Each entry needs to be reproduced exactly as it is.

:: GIVEN INFORMATION

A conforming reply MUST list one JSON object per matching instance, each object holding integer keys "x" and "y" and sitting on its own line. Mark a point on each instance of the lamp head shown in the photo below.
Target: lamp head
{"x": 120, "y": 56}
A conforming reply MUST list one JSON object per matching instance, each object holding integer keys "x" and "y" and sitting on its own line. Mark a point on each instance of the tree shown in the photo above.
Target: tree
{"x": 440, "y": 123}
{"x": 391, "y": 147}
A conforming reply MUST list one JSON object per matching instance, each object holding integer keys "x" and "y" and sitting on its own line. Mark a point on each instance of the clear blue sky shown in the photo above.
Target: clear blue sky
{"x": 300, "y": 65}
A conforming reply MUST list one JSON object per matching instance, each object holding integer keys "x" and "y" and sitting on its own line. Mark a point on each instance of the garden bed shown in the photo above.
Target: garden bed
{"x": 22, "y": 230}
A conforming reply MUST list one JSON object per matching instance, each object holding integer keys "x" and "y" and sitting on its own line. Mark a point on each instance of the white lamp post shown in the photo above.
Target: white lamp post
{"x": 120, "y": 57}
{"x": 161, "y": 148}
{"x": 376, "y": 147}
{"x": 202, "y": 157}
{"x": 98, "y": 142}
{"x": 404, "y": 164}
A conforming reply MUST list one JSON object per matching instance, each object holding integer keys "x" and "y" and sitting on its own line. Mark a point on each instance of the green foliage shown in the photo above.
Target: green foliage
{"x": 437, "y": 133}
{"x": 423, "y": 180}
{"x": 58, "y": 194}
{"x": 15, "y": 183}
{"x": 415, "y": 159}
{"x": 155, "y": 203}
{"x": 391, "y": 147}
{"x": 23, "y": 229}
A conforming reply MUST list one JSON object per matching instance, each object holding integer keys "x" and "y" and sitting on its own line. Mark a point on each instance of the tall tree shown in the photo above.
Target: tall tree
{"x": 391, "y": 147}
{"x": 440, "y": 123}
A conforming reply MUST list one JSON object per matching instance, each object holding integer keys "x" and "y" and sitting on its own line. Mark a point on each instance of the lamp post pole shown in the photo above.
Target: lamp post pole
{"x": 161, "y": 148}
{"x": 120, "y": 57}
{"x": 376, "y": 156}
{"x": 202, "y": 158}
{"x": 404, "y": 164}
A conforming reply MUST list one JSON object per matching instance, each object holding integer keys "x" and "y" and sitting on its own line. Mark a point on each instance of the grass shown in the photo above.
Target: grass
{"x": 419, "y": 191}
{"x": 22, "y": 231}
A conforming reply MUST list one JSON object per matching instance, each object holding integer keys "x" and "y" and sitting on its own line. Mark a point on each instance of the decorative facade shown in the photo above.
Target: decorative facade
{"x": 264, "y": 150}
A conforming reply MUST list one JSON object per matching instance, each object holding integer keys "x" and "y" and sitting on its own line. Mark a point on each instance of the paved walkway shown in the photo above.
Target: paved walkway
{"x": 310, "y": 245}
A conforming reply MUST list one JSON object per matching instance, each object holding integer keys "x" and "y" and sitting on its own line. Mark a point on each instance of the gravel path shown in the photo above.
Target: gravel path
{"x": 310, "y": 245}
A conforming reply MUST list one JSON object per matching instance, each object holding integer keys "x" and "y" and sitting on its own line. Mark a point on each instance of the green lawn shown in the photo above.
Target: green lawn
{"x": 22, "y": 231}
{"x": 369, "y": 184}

::::

● **RESPONSE FOR THIS EXERCISE**
A conforming reply MUST list one JSON object per matching instance, each object holding integer keys "x" and "y" and sitting on its own line. Mark a point on each instance of the lamp head shown in the photo below.
Target: lamp head
{"x": 120, "y": 56}
A conforming reply MUST list one JSON object per matching instance, each object holding integer keys "x" and "y" and sitting on its own line. Mark a point on each instance of the tree shown in the photo above.
Target: tree
{"x": 440, "y": 123}
{"x": 391, "y": 147}
A conforming reply MUST list one JSON object per matching instance, each object holding integer keys "x" and "y" and sitting on its own line. Mark a point on each instance of the clear blue sky shown in the photo above.
Target: clear blue sky
{"x": 300, "y": 65}
A conforming reply MUST list one JSON object per matching instance, each object holding integer keys "x" and "y" and sitting on its own line. Mark a point on each instance of the garden bed shown in the photo above.
Target: garden bed
{"x": 22, "y": 230}
A conforming reply MUST list one JSON object per matching instance, each object holding integer keys "x" and "y" and sitting on its own line. Mark a point on each instance of the white lamp post shown in the photo above.
Target: white lamp post
{"x": 120, "y": 57}
{"x": 161, "y": 148}
{"x": 376, "y": 147}
{"x": 202, "y": 157}
{"x": 98, "y": 142}
{"x": 404, "y": 164}
A conforming reply MUST list one JSON object per matching instance, each object holding integer keys "x" and "y" and sitting on its own line. Mark a point on each instance of the green foliage shown in the photo above.
Target: green foliage
{"x": 437, "y": 133}
{"x": 423, "y": 180}
{"x": 58, "y": 194}
{"x": 15, "y": 183}
{"x": 415, "y": 159}
{"x": 155, "y": 203}
{"x": 391, "y": 147}
{"x": 23, "y": 229}
A conforming reply MUST list one JSON object per matching instance, each object holding integer keys "x" and "y" and sitting on its own line. Mark a point on each instance of the tall tree shown in the photo above.
Target: tall tree
{"x": 391, "y": 147}
{"x": 440, "y": 123}
A conforming reply MUST list one JSON object per matching instance, each object holding integer keys "x" and "y" and sitting on its own line. Mark a point on each instance of the lamp post pole shown in the photo above.
Target: lamp post pole
{"x": 161, "y": 148}
{"x": 120, "y": 57}
{"x": 376, "y": 156}
{"x": 202, "y": 158}
{"x": 404, "y": 164}
A conforming reply MUST list one JSON object per matching instance, each object holding integer keys "x" and "y" and sitting on its own line. Mark a point on each instance of the grass shown in the photo above.
Target: grass
{"x": 419, "y": 191}
{"x": 22, "y": 231}
A conforming reply MUST list one JSON object per matching instance, each object holding integer keys "x" and "y" and sitting on its own line. Mark a point on each instance of the decorative facade shown in the photo above.
Target: decorative facade
{"x": 264, "y": 150}
A conforming reply MUST list one JSON object per matching instance, each object holding integer keys "x" and "y" and sitting on its own line. Mark a point on each instance of the paved walkway shown in the photo above.
Target: paved walkway
{"x": 310, "y": 245}
A conforming reply MUST list one JSON object per matching instance, each object holding integer keys "x" and "y" and sitting on its own line. Mark a point on each instance of the gravel path shown in the photo above.
Target: gravel path
{"x": 310, "y": 245}
A conforming reply MUST list one JSON object per matching instance, each object holding integer keys "x" and "y" and sitting on its own line. Mark a point on each instance of the green lawn shown in the photo above.
Target: green lawn
{"x": 22, "y": 231}
{"x": 369, "y": 184}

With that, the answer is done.